Saved data entries

- - -

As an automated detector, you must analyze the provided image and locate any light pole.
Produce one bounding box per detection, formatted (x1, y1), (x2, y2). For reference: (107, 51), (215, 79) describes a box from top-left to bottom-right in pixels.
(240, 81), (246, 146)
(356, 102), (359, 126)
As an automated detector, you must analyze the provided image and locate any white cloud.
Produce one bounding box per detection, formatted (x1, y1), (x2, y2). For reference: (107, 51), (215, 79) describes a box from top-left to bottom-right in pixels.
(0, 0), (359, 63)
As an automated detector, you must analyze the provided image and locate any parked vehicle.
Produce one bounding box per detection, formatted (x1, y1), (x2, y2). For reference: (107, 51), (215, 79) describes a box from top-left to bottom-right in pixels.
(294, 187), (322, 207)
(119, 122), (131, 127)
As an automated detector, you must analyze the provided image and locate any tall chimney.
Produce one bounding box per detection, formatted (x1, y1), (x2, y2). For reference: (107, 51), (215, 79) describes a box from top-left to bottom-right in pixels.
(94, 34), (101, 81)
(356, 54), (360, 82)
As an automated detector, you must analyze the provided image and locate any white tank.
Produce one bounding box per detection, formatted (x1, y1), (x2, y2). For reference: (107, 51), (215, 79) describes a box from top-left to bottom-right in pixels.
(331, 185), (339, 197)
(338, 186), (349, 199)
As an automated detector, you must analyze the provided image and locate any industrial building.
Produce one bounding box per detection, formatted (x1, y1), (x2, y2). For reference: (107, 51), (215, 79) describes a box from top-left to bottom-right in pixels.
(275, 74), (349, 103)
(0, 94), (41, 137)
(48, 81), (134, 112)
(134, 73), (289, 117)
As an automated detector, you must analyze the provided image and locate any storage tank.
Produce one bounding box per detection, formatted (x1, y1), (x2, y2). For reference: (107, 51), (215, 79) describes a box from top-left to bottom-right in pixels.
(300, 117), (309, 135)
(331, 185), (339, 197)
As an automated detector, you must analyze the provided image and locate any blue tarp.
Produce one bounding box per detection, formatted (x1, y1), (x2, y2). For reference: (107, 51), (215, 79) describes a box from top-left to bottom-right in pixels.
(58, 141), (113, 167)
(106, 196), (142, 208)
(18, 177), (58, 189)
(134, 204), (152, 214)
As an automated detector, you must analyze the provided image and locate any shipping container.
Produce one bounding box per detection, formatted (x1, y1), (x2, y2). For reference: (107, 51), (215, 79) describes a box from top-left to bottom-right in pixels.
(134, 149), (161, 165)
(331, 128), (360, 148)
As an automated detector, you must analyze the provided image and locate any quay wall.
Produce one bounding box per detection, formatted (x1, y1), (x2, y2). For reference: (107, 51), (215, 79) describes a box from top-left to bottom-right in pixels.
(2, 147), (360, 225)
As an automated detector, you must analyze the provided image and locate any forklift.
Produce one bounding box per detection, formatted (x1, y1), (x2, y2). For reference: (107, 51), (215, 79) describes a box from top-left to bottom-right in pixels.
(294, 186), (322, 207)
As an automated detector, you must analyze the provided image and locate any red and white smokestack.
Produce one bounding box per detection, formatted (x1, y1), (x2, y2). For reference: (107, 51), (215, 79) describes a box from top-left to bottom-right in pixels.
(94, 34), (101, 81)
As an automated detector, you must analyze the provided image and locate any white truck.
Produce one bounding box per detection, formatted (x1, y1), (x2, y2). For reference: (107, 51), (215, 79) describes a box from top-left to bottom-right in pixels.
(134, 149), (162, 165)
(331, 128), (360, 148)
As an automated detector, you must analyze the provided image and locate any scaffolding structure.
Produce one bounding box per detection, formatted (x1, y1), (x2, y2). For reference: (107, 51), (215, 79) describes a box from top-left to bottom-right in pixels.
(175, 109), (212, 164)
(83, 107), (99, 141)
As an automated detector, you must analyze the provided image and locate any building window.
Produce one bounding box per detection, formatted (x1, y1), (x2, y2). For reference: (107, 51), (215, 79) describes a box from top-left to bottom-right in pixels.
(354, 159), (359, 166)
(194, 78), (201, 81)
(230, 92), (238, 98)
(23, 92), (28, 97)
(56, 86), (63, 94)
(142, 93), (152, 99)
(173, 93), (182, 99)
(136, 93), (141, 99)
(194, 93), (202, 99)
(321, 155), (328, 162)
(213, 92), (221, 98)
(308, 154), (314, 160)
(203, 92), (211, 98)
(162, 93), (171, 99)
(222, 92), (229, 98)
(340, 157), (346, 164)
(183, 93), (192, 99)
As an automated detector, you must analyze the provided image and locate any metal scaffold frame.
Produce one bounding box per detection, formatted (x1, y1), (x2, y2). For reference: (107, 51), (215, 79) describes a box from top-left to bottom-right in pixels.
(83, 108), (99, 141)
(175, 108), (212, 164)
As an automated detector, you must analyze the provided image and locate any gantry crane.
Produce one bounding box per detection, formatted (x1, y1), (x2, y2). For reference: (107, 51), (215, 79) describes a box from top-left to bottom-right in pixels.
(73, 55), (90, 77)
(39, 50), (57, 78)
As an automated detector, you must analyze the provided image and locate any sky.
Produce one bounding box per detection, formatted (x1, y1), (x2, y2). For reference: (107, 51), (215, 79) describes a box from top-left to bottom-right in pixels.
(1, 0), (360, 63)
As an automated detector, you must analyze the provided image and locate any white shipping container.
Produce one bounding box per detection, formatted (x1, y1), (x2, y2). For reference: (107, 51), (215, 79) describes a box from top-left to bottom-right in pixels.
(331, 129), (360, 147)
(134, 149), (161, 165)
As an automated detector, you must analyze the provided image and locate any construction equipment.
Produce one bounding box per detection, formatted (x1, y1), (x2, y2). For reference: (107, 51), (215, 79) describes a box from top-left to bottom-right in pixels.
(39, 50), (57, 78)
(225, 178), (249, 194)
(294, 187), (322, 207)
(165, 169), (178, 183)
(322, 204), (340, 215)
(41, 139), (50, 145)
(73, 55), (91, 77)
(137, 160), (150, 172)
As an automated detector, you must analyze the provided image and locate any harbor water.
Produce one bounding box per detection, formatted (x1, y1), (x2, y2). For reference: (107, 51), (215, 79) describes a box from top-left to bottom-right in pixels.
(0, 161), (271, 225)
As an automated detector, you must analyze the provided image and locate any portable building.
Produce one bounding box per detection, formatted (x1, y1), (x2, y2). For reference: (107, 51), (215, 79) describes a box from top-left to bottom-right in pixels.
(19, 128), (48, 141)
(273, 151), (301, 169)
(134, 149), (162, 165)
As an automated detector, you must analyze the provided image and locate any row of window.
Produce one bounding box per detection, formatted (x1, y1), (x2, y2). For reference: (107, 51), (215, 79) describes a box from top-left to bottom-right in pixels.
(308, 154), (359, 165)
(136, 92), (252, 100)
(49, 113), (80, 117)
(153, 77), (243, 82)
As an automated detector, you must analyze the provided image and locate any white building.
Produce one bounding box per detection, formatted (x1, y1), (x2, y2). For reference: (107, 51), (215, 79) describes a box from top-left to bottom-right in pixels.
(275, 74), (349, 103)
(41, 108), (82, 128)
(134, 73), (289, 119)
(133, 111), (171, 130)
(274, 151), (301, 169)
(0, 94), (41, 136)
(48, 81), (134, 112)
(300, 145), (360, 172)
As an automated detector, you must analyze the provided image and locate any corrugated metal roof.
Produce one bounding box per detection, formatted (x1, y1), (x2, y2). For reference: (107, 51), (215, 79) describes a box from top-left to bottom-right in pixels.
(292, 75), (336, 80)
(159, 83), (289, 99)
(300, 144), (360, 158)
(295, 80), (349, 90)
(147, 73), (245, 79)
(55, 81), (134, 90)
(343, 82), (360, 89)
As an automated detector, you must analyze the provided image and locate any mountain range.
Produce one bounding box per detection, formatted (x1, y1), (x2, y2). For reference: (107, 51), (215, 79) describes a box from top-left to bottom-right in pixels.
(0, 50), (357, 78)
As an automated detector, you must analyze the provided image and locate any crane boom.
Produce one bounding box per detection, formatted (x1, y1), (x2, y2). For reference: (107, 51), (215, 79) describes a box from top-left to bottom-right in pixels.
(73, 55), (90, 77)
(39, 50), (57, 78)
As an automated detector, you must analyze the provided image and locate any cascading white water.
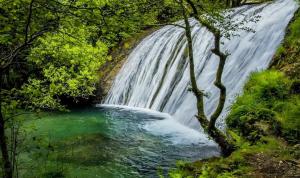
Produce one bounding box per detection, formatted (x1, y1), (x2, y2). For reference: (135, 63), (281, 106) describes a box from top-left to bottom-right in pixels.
(104, 0), (298, 131)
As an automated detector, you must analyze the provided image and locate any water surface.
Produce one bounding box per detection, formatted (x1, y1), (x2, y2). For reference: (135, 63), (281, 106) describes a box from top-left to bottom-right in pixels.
(21, 107), (219, 178)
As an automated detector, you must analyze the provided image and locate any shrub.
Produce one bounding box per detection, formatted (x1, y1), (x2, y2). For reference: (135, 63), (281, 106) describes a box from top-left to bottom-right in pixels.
(281, 99), (300, 144)
(245, 71), (291, 103)
(227, 71), (299, 144)
(227, 106), (279, 143)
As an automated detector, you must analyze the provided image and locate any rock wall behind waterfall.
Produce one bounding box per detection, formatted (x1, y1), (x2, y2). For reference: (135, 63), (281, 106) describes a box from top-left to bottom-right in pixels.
(104, 0), (299, 130)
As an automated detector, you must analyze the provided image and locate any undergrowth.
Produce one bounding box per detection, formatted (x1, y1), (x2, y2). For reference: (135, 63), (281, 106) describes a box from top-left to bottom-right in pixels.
(168, 71), (300, 178)
(227, 70), (299, 144)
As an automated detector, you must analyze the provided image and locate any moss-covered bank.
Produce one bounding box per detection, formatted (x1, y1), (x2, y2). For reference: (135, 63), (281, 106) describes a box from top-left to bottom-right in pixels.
(271, 7), (300, 79)
(168, 4), (300, 178)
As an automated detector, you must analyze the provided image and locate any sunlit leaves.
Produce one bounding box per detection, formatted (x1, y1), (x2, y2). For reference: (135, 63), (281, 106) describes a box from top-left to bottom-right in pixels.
(22, 22), (108, 109)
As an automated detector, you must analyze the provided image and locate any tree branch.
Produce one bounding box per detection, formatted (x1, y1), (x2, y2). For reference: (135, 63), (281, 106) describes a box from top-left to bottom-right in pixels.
(0, 28), (49, 71)
(182, 0), (235, 156)
(25, 0), (35, 43)
(178, 0), (207, 123)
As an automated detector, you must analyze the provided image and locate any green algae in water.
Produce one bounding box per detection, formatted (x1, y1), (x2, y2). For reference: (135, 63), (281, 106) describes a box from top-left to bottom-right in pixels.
(19, 107), (219, 178)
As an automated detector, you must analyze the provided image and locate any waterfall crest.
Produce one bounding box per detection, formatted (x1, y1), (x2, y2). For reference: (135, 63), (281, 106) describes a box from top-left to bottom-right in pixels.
(104, 0), (298, 130)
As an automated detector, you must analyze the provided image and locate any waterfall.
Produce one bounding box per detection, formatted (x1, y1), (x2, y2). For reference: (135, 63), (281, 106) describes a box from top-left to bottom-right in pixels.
(103, 0), (298, 131)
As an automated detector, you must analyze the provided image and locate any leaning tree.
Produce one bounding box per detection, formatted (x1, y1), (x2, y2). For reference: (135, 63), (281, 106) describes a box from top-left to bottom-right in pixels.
(173, 0), (258, 156)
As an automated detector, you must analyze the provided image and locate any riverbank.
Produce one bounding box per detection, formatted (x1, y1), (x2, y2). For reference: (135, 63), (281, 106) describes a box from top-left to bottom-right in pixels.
(169, 5), (300, 178)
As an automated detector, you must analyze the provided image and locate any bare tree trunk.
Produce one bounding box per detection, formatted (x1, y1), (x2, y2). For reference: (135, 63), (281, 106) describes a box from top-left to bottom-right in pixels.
(226, 0), (230, 7)
(180, 0), (208, 126)
(10, 123), (19, 178)
(180, 0), (235, 156)
(208, 32), (227, 131)
(0, 83), (13, 178)
(0, 117), (12, 178)
(207, 32), (235, 156)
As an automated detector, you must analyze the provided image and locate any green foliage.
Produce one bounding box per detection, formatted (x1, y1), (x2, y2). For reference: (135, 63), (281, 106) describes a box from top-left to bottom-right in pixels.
(280, 97), (300, 143)
(244, 71), (290, 101)
(0, 0), (55, 46)
(95, 0), (162, 46)
(20, 22), (107, 110)
(227, 70), (300, 144)
(0, 0), (176, 111)
(43, 171), (65, 178)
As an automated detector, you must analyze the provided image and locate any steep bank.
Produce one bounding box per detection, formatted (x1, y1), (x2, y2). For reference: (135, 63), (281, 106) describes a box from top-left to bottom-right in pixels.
(169, 4), (300, 178)
(271, 8), (300, 79)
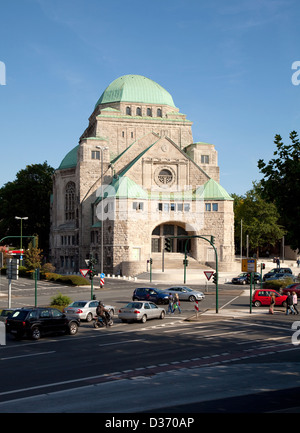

- - -

> [REQUIRED WORK] The range runs from the line above containing "any white truck." to the line containing "any building window.", inclusive. Restate those lines word for word and no others.

> [RESULT OF THIS TASK]
As an automated detector, you must analyze the provided image and locate any white truck.
Produce one bounding box per detection, formatted (x1, y1), (x2, y2). For reference: (107, 51), (215, 79) describes a box from top-left to bottom-right in pixels.
(134, 149), (162, 165)
(331, 128), (360, 148)
As an automated detector, you must analyze the provided image and locate any scaffolding structure.
Produce one bounding box per detection, formatted (x1, y1), (x2, y2). For reference: (107, 51), (215, 79) describes a box from top-left to bottom-right in pixels.
(175, 109), (212, 164)
(83, 107), (99, 141)
As an automated detector, you must analyze the provided image and locate any building window.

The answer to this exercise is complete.